◆ **DESCRIPTION OF THE TASK**
Quote exactly, and only, the lines from the one with "Target: red dress" through the end of the listing.

Start RECORDS SUPPLIED

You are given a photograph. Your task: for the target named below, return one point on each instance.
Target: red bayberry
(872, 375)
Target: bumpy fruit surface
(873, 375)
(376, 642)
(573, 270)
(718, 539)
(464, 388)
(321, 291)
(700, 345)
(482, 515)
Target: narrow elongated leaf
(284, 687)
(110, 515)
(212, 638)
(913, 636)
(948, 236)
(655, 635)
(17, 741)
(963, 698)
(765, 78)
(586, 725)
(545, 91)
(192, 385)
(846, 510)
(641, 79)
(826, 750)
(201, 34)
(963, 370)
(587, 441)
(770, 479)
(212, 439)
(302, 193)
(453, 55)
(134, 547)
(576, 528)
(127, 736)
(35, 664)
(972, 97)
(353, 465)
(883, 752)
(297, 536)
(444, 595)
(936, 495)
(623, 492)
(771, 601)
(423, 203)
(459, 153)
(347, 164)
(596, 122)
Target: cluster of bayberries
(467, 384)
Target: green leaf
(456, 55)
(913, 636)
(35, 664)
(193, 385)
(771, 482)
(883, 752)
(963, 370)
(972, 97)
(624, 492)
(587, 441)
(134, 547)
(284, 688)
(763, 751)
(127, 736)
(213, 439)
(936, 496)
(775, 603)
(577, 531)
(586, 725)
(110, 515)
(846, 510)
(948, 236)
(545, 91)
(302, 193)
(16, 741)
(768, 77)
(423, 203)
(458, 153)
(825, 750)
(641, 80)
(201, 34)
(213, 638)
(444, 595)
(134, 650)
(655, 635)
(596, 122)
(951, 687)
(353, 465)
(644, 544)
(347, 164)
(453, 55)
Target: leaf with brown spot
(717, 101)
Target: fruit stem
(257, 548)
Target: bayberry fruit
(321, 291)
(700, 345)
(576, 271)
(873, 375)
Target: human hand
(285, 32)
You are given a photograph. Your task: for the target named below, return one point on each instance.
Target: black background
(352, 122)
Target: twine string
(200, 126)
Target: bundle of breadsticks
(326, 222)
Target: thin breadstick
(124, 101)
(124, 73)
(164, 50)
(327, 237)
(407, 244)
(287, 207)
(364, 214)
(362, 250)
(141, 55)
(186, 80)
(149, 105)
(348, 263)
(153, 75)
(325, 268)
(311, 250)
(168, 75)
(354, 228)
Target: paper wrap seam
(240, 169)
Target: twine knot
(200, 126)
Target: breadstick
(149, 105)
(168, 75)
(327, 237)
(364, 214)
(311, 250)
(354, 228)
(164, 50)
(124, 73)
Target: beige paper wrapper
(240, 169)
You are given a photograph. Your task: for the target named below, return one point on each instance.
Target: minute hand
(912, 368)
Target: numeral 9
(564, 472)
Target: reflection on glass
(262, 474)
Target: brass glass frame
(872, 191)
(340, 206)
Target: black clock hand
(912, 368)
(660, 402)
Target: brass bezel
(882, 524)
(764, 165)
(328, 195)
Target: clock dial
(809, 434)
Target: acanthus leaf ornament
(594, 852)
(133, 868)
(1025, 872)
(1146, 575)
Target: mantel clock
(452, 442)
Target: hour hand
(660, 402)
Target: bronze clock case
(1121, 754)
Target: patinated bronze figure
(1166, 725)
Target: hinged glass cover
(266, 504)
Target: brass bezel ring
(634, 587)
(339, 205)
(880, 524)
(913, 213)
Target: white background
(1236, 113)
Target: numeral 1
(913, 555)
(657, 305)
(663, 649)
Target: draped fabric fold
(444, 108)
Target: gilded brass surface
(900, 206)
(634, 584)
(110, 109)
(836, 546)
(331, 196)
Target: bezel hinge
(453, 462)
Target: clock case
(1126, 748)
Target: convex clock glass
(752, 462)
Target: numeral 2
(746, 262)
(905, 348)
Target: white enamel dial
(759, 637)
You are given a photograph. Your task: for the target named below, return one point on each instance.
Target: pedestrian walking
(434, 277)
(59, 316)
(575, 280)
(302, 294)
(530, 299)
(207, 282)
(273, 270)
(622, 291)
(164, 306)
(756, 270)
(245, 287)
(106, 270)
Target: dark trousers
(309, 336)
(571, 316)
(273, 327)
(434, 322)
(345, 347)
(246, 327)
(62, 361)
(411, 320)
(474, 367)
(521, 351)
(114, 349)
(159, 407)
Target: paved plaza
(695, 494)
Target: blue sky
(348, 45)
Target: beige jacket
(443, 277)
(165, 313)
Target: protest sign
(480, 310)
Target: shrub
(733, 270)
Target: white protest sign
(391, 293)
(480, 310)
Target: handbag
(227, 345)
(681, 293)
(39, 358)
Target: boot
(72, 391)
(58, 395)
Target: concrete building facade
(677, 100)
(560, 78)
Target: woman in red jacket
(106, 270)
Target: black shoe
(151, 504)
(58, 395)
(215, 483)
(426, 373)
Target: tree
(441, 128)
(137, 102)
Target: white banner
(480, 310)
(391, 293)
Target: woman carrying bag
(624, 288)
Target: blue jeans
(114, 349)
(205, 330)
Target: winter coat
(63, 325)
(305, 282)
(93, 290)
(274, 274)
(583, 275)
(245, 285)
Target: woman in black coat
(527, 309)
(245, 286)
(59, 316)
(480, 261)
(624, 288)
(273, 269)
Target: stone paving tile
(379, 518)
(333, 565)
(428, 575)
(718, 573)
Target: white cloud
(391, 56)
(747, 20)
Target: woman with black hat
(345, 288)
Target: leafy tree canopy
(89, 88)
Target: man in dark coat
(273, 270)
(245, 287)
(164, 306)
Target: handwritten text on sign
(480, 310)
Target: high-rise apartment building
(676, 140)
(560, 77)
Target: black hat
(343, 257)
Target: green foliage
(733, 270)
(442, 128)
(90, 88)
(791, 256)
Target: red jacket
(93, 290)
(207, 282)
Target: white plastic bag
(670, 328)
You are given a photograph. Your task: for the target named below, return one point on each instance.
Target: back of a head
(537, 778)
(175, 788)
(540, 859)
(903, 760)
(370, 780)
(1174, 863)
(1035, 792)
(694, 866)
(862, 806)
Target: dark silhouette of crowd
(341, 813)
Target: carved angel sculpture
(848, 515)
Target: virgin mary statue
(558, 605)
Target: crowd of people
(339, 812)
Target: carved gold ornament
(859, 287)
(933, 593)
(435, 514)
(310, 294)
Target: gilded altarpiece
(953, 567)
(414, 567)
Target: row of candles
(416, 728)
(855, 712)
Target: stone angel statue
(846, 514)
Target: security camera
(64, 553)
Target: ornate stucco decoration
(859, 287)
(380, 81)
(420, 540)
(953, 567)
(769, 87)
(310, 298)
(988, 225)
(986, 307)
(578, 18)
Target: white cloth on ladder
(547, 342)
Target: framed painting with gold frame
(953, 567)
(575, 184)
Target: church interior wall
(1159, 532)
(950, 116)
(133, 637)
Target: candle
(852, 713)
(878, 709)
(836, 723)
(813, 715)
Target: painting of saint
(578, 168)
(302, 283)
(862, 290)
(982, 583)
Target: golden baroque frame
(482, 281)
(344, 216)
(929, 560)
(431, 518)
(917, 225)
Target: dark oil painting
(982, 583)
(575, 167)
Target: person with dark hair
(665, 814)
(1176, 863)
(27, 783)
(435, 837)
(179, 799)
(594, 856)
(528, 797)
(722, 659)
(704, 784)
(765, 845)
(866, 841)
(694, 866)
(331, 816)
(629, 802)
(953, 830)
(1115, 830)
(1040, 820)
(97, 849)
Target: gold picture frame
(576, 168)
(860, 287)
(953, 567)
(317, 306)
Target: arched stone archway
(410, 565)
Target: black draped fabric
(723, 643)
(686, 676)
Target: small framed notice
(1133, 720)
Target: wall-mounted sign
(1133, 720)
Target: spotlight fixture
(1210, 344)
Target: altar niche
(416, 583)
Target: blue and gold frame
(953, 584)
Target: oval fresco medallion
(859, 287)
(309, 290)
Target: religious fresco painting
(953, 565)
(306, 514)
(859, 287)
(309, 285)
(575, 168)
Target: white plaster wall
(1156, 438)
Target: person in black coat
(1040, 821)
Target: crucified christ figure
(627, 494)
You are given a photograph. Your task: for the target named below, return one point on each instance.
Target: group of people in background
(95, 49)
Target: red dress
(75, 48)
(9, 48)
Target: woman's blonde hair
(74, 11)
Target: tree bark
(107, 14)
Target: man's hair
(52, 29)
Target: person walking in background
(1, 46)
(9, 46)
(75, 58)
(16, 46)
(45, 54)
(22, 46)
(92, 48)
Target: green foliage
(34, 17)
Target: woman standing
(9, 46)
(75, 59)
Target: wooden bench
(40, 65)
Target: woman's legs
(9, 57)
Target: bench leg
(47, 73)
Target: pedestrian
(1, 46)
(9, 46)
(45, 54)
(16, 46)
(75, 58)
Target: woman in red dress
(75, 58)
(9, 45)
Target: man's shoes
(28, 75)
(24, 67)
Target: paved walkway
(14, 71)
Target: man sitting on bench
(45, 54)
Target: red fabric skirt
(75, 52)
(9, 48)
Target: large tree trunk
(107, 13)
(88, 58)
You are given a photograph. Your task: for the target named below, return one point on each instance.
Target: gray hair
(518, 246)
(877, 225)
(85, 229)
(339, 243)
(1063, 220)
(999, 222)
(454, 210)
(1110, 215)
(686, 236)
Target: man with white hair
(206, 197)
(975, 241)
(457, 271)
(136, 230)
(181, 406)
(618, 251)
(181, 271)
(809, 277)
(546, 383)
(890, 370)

End RECORDS SUPPLIED

◆ **FINISHED ANSWER**
Target: red dress
(75, 48)
(9, 48)
Target: woman's blonde hair
(74, 11)
Target: tree bark
(107, 14)
Target: man's hair
(52, 29)
Target: person walking in background
(1, 46)
(9, 46)
(75, 58)
(16, 46)
(45, 54)
(22, 46)
(92, 48)
Target: green foliage
(34, 17)
Target: woman standing
(9, 46)
(75, 59)
Target: wooden bench
(40, 65)
Target: woman's legs
(9, 57)
Target: bench leg
(47, 73)
Target: pedestrian
(1, 46)
(9, 46)
(45, 54)
(16, 46)
(75, 58)
Target: woman in red dress
(75, 58)
(9, 45)
Target: man's shoes
(28, 75)
(24, 67)
Target: paved walkway
(14, 71)
Target: man sitting on bench
(45, 54)
Target: red fabric skirt
(75, 52)
(9, 48)
Target: large tree trunk
(107, 13)
(88, 58)
You are given a photograph. Your task: for the target named below, return one point on each instance.
Target: gray hair
(518, 246)
(877, 225)
(85, 229)
(339, 243)
(1063, 220)
(999, 222)
(454, 210)
(1110, 215)
(686, 236)
Target: man with white hair
(206, 197)
(975, 241)
(457, 271)
(136, 230)
(181, 406)
(618, 251)
(181, 271)
(809, 277)
(546, 383)
(890, 370)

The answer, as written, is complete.